# [DOCUMENT EXCERPT]

--------------------------------

Unconventional Judge Is Managing Trump’s Court Deportation Blitz

March 17, 2026, 8:45 AM UTC

The Trump administration’s deportation agenda is getting pivotal support from a lesser-known official managing the more than 600 immigration judges deciding migrants’ fates.

As chief immigration judge, Teresa Riley oversees the Justice Department’s immigration courts as they hear cases of migrants swept up in President Donald Trump’s crackdown.

In her role, Riley has issued directives that advance the agenda set above by Trump, Stephen Miller, and other administration leaders, according to former officials and analysts. The changes make it increasingly difficult for immigrants to obtain asylum and avoid deportation, observers said.

Riley, a former federal prosecutor appointed chief judge in December after roughly two months in an acting capacity, has less managerial experience than many of her predecessors. She’s also carrying out the role in an unconventional way.

Riley is encouraging judges to refrain from granting asylum in most cases and telling them they’re not required to hold bond hearings despite federal judges’ declarations that noncitizens are entitled to argue for their release. Immigration judges, dubbed “deportation” judges in recent DOJ recruitment ads, are department employees with limited discretion and little of the autonomy of life-tenured judges.

--------------------------------

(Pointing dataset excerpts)
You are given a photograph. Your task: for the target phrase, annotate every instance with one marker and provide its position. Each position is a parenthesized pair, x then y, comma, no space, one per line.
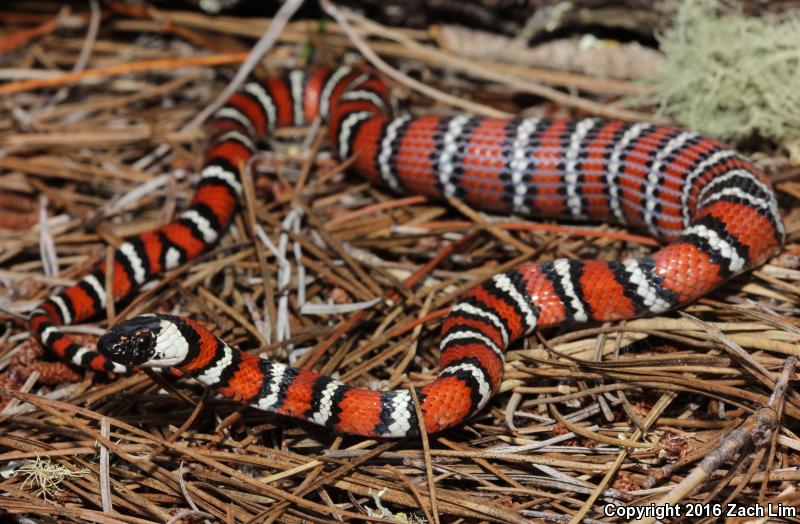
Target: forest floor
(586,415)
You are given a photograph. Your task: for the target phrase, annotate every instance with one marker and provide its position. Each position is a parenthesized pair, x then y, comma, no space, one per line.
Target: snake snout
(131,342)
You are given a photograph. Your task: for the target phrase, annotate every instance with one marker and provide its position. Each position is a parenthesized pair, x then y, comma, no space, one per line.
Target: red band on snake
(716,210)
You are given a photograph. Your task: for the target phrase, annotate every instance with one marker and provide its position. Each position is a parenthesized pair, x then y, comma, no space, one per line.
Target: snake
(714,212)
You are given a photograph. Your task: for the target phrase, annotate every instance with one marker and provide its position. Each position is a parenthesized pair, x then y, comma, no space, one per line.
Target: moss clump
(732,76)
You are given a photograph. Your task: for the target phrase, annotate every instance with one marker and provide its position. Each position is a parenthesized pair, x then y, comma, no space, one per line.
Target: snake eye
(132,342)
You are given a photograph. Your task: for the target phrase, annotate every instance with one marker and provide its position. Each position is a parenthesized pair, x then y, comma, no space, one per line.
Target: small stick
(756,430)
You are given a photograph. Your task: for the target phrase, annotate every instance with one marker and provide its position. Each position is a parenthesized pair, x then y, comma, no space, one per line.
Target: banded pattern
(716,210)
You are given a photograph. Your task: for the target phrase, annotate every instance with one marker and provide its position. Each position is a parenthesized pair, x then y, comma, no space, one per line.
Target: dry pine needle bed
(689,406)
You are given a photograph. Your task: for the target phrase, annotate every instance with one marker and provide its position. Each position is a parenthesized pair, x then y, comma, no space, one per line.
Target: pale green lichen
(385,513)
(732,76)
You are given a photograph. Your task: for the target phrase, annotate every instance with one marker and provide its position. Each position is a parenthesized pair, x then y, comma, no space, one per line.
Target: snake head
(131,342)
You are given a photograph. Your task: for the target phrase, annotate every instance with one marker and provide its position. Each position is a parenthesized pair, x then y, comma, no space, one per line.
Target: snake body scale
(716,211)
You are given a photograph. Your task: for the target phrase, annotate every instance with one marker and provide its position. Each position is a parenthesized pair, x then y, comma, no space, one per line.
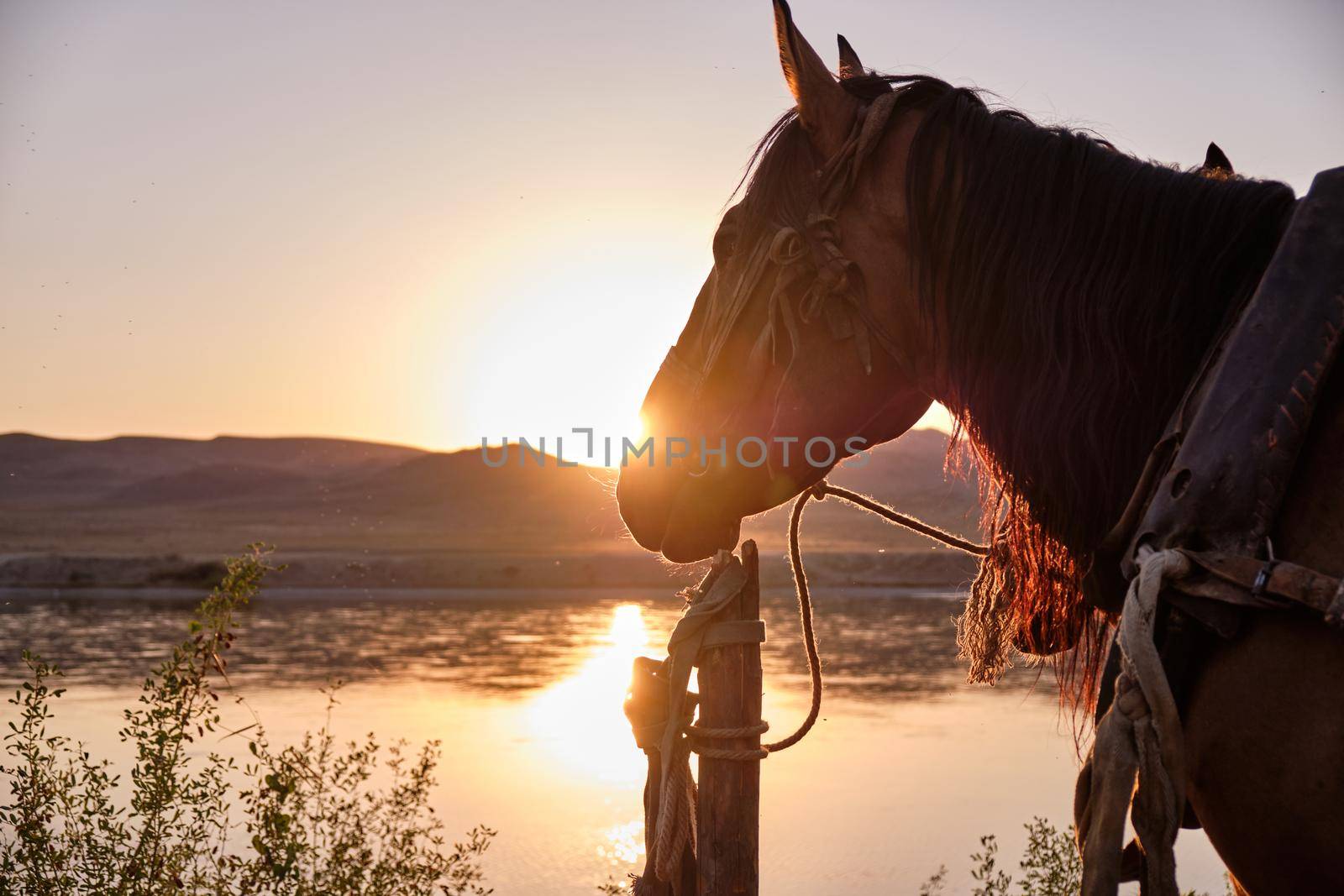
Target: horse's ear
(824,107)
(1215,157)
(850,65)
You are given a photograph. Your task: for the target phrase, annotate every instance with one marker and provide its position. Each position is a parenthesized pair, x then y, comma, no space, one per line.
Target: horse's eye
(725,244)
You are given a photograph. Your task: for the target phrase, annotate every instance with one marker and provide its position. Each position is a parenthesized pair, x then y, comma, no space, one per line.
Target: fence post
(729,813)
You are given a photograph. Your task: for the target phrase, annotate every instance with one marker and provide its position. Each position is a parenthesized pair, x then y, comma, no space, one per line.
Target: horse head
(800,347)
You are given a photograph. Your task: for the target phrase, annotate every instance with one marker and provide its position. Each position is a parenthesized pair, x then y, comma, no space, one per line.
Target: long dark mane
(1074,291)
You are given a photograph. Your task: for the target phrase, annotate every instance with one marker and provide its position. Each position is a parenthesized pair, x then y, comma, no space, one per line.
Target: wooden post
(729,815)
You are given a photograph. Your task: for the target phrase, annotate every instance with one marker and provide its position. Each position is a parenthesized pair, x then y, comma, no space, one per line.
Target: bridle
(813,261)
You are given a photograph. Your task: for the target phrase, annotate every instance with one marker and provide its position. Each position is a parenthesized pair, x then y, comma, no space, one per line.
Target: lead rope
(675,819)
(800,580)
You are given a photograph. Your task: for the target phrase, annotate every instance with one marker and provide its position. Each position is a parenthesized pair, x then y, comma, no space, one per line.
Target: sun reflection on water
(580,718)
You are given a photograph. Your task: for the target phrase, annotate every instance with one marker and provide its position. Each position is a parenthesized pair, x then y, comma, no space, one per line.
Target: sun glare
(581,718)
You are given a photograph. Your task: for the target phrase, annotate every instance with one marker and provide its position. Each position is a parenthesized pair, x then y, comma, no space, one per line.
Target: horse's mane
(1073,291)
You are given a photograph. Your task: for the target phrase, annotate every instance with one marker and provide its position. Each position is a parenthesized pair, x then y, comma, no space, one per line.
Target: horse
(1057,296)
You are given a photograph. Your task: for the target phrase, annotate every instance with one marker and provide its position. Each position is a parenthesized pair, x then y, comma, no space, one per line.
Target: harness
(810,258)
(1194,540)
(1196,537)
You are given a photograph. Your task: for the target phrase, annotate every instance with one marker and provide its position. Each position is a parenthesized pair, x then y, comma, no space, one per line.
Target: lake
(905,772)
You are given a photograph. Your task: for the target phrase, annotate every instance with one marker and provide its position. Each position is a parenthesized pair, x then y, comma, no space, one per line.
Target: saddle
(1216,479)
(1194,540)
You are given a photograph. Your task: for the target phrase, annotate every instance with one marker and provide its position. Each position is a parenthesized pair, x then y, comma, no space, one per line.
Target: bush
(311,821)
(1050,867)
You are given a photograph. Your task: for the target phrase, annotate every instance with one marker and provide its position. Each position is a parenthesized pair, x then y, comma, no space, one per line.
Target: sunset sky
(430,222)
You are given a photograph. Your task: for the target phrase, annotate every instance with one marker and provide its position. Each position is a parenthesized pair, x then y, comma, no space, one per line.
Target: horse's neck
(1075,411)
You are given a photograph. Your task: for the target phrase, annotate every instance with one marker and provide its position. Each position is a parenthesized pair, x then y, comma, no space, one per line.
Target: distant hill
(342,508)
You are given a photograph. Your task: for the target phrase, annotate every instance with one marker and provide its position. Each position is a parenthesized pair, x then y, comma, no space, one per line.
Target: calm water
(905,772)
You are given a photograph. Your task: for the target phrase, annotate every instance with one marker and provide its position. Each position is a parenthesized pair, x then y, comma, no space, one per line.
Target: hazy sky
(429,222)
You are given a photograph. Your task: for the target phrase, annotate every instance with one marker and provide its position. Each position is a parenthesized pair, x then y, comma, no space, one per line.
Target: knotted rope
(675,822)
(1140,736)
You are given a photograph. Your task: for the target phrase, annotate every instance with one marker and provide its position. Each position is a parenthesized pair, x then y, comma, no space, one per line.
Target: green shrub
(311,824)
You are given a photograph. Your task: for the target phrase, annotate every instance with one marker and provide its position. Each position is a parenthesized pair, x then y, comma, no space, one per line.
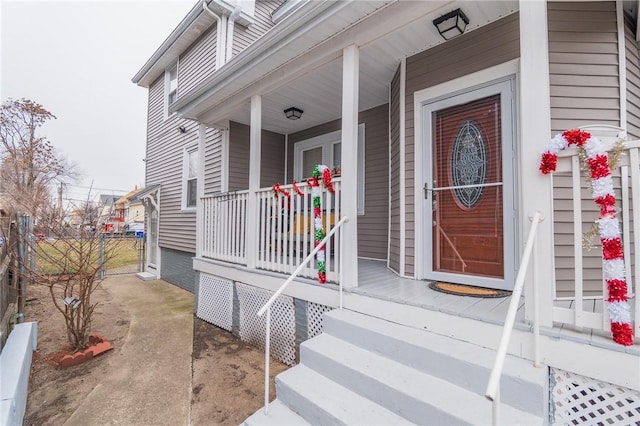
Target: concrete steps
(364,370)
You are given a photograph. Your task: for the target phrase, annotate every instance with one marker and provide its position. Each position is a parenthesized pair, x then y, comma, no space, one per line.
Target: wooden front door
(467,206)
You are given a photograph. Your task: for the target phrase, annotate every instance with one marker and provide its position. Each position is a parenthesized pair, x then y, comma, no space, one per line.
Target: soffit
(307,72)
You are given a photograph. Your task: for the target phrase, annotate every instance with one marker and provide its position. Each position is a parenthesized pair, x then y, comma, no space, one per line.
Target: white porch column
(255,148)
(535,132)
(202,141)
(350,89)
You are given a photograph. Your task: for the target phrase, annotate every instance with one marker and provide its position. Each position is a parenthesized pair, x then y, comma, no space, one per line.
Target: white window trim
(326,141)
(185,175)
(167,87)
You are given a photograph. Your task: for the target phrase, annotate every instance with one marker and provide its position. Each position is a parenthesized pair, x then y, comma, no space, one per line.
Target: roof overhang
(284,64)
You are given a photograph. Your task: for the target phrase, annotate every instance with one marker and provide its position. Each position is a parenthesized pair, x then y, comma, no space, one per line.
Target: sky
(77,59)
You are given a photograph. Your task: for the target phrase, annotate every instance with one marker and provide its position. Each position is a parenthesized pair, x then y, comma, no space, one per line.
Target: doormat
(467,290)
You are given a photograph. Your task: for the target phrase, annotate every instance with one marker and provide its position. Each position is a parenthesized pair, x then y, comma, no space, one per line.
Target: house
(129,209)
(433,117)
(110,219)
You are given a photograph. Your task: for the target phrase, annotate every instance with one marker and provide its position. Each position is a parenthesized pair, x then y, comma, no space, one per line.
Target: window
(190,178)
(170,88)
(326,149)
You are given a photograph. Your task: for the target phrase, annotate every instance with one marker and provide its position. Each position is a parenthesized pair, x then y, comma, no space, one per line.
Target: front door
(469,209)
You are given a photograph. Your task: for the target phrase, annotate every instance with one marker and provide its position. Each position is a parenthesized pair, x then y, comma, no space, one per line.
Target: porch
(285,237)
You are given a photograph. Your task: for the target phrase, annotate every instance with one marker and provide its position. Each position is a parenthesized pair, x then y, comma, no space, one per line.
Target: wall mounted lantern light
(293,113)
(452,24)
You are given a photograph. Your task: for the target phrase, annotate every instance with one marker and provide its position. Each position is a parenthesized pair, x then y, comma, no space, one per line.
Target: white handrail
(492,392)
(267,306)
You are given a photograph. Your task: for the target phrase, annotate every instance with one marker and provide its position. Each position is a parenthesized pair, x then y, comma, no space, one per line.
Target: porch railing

--------------------------------

# [BRIEF]
Reproduce the part of the article about the chief immigration judge that starts at "As chief immigration" and ends at "deportation, observers said.".

# [SOLVED EXERCISE]
As chief immigration judge, Teresa Riley oversees the Justice Department’s immigration courts as they hear cases of migrants swept up in President Donald Trump’s crackdown.

In her role, Riley has issued directives that advance the agenda set above by Trump, Stephen Miller, and other administration leaders, according to former officials and analysts. The changes make it increasingly difficult for immigrants to obtain asylum and avoid deportation, observers said.